━━ GIVEN INFORMATION ━━

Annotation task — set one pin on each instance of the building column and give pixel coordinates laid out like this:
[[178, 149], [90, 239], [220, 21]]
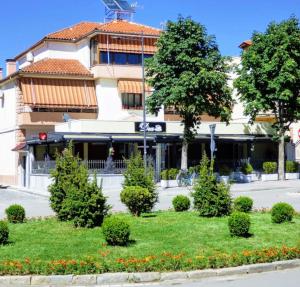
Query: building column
[[85, 151]]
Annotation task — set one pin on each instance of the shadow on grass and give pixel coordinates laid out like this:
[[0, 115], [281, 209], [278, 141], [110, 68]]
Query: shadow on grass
[[149, 215]]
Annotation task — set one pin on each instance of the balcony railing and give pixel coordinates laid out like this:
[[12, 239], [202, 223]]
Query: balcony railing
[[94, 166]]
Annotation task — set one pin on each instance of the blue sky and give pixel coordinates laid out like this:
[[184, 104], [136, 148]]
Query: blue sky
[[25, 22]]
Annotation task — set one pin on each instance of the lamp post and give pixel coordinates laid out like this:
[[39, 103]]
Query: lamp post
[[144, 104], [212, 128]]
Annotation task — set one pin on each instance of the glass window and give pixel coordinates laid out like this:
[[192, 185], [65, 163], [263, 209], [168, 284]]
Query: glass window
[[134, 59], [120, 58], [132, 101], [103, 58]]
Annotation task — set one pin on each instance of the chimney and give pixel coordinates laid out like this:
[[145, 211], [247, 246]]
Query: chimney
[[11, 67]]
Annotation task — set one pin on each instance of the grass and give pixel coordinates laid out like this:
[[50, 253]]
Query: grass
[[162, 232]]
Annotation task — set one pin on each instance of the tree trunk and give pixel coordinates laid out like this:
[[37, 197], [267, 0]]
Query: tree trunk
[[281, 161], [184, 154]]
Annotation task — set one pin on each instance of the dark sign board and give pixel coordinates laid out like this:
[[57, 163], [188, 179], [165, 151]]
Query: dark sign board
[[153, 127]]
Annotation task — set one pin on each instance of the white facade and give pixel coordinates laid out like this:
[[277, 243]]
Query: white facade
[[8, 158]]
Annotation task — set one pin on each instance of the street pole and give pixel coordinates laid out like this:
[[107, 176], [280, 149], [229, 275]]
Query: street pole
[[144, 104], [212, 128]]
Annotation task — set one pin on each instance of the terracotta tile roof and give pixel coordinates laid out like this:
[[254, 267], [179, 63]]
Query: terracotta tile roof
[[58, 67], [58, 93], [122, 26], [245, 44], [75, 32], [117, 26]]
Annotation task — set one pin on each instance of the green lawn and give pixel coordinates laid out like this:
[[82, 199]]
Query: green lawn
[[176, 233]]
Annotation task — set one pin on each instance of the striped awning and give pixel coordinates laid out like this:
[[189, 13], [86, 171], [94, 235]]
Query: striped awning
[[132, 87], [58, 93], [116, 44]]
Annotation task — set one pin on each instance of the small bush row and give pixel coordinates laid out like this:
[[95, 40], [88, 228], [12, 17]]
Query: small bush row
[[169, 174]]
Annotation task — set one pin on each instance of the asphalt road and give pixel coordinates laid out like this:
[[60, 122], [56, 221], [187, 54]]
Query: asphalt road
[[283, 278], [264, 194]]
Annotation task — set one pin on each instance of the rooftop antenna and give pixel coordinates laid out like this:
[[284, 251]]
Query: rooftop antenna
[[118, 10]]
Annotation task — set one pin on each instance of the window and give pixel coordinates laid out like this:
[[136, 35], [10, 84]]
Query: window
[[119, 58], [132, 101], [2, 100]]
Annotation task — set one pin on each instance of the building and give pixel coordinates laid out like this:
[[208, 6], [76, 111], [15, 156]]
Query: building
[[84, 83]]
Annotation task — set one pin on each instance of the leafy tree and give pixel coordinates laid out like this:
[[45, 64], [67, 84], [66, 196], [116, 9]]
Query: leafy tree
[[188, 74], [269, 78], [135, 175], [73, 196], [210, 197]]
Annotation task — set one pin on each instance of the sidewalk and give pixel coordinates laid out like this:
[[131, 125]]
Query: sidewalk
[[264, 195]]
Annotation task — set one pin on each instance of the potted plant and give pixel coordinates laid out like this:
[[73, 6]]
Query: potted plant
[[269, 168], [247, 170], [168, 178], [292, 169], [225, 172]]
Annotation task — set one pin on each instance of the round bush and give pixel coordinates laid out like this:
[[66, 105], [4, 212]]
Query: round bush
[[116, 231], [15, 213], [239, 224], [243, 204], [4, 232], [282, 212], [137, 199], [181, 203]]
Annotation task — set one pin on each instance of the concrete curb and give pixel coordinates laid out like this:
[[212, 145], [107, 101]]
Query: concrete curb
[[143, 277]]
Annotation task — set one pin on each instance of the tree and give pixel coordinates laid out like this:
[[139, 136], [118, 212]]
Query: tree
[[135, 175], [188, 74], [73, 196], [269, 78]]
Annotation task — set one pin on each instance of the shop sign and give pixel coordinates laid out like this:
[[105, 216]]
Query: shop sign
[[153, 127]]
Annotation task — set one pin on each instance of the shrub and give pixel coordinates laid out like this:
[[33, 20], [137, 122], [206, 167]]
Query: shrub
[[270, 167], [116, 231], [247, 168], [194, 169], [181, 203], [15, 213], [135, 175], [291, 166], [4, 232], [224, 170], [137, 199], [87, 206], [282, 212], [169, 174], [243, 204], [73, 196], [210, 198], [239, 224]]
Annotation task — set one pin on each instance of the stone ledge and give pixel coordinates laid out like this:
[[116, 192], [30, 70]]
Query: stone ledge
[[143, 277]]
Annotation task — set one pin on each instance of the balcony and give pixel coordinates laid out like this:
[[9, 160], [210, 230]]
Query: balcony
[[94, 166], [117, 71]]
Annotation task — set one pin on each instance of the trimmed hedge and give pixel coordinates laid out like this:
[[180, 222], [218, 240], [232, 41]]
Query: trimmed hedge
[[239, 224], [137, 199], [282, 212], [270, 167], [116, 231], [181, 203], [169, 174], [247, 168], [291, 166], [4, 232], [243, 204], [15, 213]]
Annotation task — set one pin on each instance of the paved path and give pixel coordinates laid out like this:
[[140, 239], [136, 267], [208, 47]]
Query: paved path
[[283, 278], [264, 194]]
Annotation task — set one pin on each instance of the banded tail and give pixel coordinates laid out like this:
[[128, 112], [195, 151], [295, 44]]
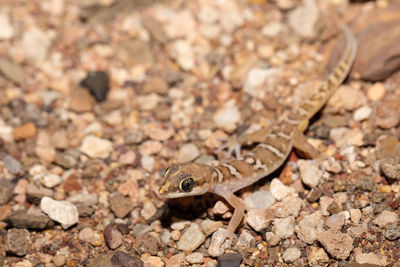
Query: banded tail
[[337, 76]]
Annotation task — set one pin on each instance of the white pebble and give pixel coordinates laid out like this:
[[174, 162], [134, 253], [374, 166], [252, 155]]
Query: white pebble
[[60, 211], [96, 147]]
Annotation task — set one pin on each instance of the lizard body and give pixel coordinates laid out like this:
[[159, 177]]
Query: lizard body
[[272, 149]]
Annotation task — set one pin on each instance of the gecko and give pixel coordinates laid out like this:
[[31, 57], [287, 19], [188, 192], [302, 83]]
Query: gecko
[[270, 151]]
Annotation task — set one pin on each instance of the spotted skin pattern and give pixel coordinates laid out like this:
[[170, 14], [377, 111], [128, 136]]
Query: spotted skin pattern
[[272, 149]]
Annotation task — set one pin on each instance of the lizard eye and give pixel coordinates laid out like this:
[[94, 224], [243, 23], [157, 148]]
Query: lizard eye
[[186, 185]]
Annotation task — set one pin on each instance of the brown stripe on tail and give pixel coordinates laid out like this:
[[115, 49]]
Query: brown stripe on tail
[[337, 76]]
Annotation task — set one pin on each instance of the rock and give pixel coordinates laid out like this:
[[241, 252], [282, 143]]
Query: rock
[[48, 180], [310, 227], [376, 91], [337, 244], [187, 153], [34, 193], [304, 18], [362, 113], [284, 228], [392, 232], [195, 258], [21, 219], [259, 200], [309, 172], [146, 243], [387, 113], [95, 238], [257, 219], [96, 147], [11, 164], [317, 257], [218, 243], [369, 258], [24, 131], [97, 82], [103, 260], [245, 240], [62, 212], [120, 205], [208, 226], [6, 191], [135, 53], [386, 218], [391, 167], [191, 239], [279, 191], [229, 260], [335, 221], [227, 116], [346, 98], [291, 254], [156, 29], [18, 241], [182, 52], [122, 259], [112, 236], [6, 28], [355, 215], [10, 70]]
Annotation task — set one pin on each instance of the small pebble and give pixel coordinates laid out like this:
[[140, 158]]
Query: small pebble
[[309, 172], [376, 91], [391, 167], [229, 260], [279, 191], [87, 234], [112, 236], [291, 254], [337, 244], [195, 258], [284, 228], [191, 239], [122, 259], [362, 113], [18, 241], [62, 212], [24, 131], [96, 147], [310, 227], [386, 218]]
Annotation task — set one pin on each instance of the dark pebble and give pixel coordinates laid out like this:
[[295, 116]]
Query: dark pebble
[[18, 241], [6, 191], [101, 261], [12, 165], [365, 183], [21, 219], [392, 232], [146, 243], [122, 259], [229, 260], [98, 84]]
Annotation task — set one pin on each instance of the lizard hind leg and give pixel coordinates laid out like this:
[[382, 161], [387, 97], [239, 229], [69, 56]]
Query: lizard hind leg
[[301, 143]]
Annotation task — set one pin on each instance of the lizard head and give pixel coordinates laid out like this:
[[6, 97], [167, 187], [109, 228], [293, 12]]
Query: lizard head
[[187, 179]]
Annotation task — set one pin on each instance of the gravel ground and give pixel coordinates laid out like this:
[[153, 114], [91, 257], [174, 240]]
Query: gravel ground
[[99, 97]]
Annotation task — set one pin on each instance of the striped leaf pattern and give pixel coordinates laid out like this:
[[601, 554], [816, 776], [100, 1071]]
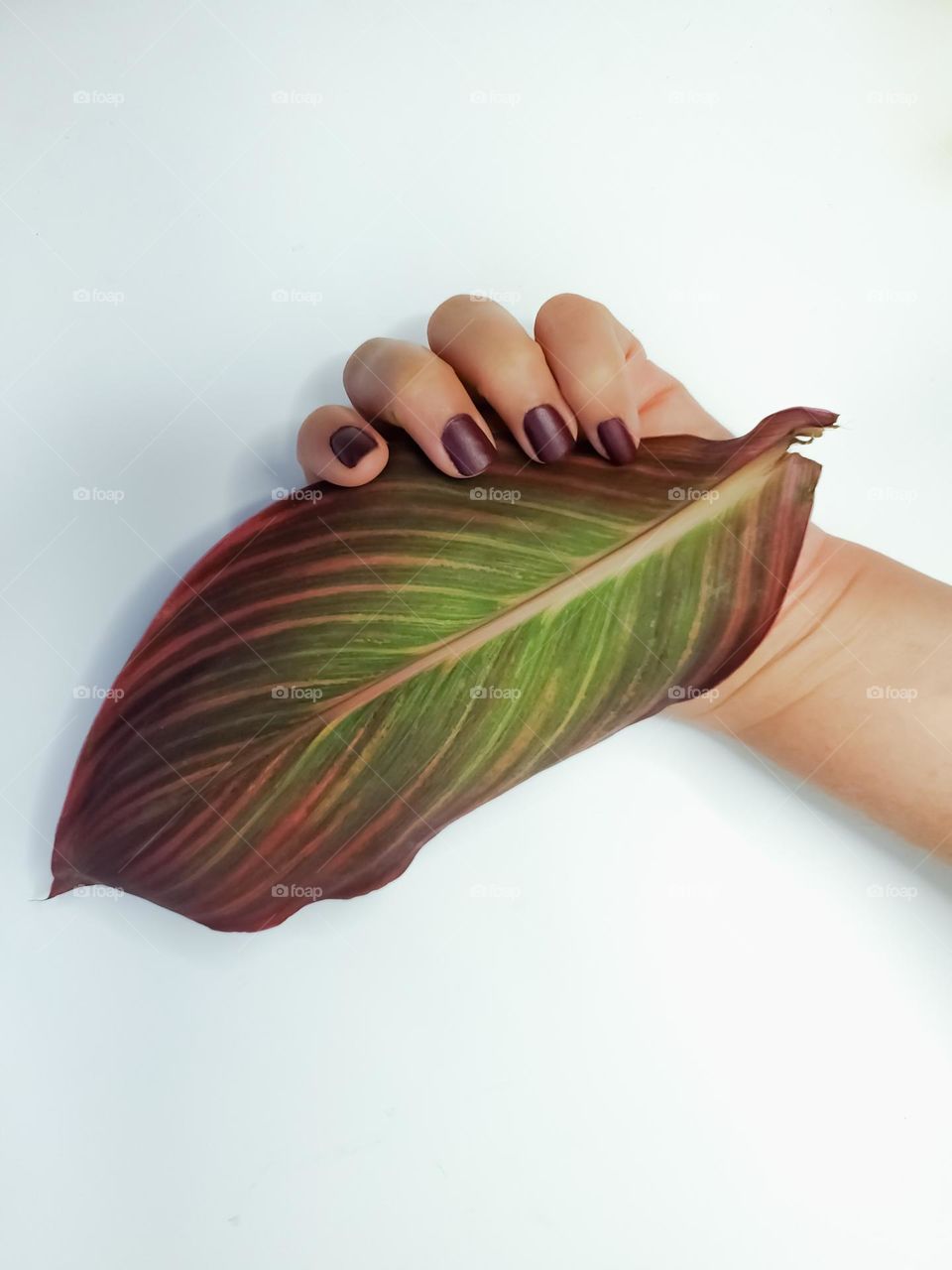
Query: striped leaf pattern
[[350, 670]]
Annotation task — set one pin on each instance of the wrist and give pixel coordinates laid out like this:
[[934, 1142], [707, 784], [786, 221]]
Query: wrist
[[825, 607]]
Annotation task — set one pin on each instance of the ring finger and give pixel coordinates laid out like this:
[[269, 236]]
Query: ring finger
[[407, 385], [490, 350]]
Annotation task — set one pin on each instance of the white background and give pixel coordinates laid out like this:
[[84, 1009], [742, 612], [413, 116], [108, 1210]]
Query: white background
[[684, 1034]]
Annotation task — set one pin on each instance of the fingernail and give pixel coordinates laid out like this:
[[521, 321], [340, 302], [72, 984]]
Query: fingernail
[[350, 444], [617, 441], [548, 435], [467, 444]]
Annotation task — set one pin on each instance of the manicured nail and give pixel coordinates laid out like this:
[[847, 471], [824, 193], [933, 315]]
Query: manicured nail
[[350, 444], [547, 432], [617, 441], [467, 444]]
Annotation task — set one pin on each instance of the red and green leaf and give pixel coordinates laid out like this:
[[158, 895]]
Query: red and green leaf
[[350, 670]]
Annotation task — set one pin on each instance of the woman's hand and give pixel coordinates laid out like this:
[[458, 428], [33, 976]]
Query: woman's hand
[[851, 688], [584, 375]]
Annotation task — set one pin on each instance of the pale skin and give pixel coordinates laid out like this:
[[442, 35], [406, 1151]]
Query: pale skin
[[852, 688]]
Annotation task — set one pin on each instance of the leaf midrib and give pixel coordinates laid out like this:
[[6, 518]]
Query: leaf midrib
[[606, 566]]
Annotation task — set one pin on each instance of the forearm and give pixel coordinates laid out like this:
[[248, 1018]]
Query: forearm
[[853, 690]]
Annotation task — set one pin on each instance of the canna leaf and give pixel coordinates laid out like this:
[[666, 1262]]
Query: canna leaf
[[350, 670]]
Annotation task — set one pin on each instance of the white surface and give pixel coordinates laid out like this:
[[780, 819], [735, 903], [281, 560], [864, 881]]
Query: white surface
[[688, 1037]]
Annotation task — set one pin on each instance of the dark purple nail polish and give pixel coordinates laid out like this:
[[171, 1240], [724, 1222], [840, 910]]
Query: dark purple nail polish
[[467, 444], [548, 435], [617, 441], [350, 444]]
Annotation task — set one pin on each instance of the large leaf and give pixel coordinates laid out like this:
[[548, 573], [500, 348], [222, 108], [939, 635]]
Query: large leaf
[[350, 670]]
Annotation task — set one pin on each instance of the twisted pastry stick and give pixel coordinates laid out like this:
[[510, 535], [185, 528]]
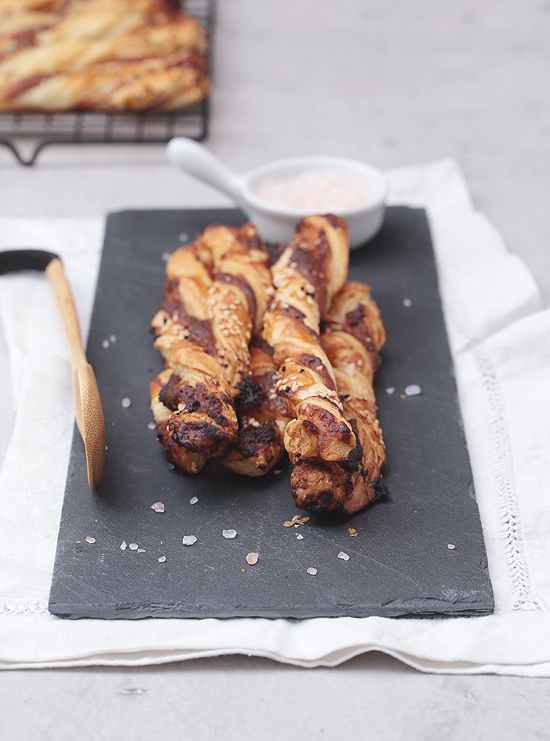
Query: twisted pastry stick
[[352, 337], [182, 458], [100, 55], [262, 415], [207, 371], [307, 275]]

━━━

### PROBLEM
Pictures are not part of the copy. Extract exactly the lines from the line containing "the leaf midrib" through the final line of the entries above, both included.

### FULL SOLUTION
Annotation task — set one pin on each instance of the leaf midrib and give pixel coordinates laid out like this:
[[6, 518]]
Query: leaf midrib
[[606, 566]]
Annotation task — set one pin on each instance of the forearm and give pixel coordinates laid out like this:
[[248, 1018]]
Query: forearm
[[853, 690]]
Annotation task — set one pin on each instance of the canna leaf and give pixel coordinates laid out like this:
[[666, 1262]]
Query: canna leaf
[[350, 670]]
Annotation task — set one pin on each instance of the white surface and give pixel coordinates laid out like this:
[[780, 819], [735, 903], [281, 560], [864, 881]]
Query: white surface
[[688, 1037]]
Annotation task — set one pin on each instance of the dark purple nail polish and give pixel coordinates laid out like this:
[[171, 1240], [724, 1222], [840, 910]]
Query: dark purple nail polish
[[467, 444], [548, 435], [617, 441], [350, 444]]
Annotation task — set one pin on each instance of the large leaf and give pixel coordinates laid out like this:
[[548, 573], [500, 348], [222, 108], [939, 635]]
Query: large leaf
[[350, 670]]
Annotation task — set one pin on each instance of the twisted pastry stick and give pixel coordinates laid out like this:
[[510, 535], [185, 528]]
Query: twisted pastry stick
[[352, 337], [182, 458], [100, 55], [262, 415], [207, 371], [307, 275]]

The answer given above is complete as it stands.